With the line containing "the stone building" as the first and the final line of the entries as the last, repeat exactly the lines in that span, including both.
── Records for the exercise ──
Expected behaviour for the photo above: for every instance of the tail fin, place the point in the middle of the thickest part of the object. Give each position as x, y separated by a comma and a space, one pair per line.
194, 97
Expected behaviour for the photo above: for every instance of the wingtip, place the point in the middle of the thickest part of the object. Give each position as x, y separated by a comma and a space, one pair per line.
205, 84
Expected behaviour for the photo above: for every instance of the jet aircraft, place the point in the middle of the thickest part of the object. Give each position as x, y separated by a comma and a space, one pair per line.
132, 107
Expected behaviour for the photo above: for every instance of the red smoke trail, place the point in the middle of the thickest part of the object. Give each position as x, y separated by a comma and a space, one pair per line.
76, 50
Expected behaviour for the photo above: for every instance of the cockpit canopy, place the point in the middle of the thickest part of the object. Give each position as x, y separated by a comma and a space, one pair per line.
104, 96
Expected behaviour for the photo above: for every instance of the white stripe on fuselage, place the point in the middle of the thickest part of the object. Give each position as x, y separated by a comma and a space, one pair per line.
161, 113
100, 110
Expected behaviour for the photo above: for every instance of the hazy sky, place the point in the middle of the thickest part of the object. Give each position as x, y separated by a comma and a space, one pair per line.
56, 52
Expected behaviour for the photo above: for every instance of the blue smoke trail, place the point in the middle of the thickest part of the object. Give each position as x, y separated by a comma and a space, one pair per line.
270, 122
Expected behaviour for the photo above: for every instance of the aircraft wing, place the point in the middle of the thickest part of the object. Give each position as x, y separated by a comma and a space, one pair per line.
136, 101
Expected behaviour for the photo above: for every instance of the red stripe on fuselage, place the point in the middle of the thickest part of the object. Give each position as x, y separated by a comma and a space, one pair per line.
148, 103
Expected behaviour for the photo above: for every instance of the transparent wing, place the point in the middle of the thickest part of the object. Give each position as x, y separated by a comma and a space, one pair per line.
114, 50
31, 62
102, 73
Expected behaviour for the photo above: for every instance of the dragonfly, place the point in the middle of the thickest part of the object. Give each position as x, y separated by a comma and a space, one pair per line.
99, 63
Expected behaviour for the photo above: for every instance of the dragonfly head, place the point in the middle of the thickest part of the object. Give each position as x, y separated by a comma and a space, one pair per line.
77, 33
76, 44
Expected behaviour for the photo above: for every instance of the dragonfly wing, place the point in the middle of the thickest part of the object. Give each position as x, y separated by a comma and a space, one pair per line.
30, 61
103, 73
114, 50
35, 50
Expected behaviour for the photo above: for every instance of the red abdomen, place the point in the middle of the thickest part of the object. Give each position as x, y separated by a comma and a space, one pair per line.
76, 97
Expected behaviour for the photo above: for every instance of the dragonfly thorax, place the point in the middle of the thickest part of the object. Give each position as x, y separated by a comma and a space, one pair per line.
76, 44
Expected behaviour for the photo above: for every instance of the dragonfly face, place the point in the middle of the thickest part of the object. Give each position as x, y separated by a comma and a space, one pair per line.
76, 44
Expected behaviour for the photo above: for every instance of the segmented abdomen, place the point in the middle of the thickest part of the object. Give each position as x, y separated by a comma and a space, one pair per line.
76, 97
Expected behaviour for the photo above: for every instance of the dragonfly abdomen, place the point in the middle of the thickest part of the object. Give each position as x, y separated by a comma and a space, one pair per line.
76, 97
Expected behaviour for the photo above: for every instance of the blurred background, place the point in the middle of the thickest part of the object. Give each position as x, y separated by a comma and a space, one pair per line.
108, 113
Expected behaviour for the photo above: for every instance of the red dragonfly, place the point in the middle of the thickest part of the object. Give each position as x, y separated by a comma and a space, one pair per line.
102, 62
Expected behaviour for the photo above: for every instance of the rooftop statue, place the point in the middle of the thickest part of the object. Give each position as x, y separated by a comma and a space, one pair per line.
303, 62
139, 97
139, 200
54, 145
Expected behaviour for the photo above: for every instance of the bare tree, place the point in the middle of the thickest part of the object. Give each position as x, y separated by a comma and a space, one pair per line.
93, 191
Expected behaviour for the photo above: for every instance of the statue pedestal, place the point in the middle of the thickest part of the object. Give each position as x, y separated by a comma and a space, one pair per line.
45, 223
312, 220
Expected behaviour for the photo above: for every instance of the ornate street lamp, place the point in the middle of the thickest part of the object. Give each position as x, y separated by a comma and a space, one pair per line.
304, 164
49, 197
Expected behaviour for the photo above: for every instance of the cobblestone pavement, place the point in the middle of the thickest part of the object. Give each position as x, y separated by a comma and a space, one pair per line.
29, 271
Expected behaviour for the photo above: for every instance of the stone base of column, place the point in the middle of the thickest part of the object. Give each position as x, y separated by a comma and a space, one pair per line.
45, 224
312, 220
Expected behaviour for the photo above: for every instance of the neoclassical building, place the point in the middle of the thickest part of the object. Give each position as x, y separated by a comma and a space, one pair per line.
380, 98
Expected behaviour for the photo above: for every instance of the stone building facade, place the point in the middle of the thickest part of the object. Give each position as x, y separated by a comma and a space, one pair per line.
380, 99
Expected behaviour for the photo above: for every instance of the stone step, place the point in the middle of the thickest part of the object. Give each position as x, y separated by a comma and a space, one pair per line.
───
The answer:
Expected behaviour for the photo above: for every instance of the stone building facade, place the point in the middle of the thickest part of the object. Give each position as x, y separated by a comma and a space, one pair per line.
380, 99
Expected behaviour for the photo above: for every instance of the stone step, place the point in the middle of the thickest part of the object. Give each position as x, y separated by a comma and a space, one pair per line.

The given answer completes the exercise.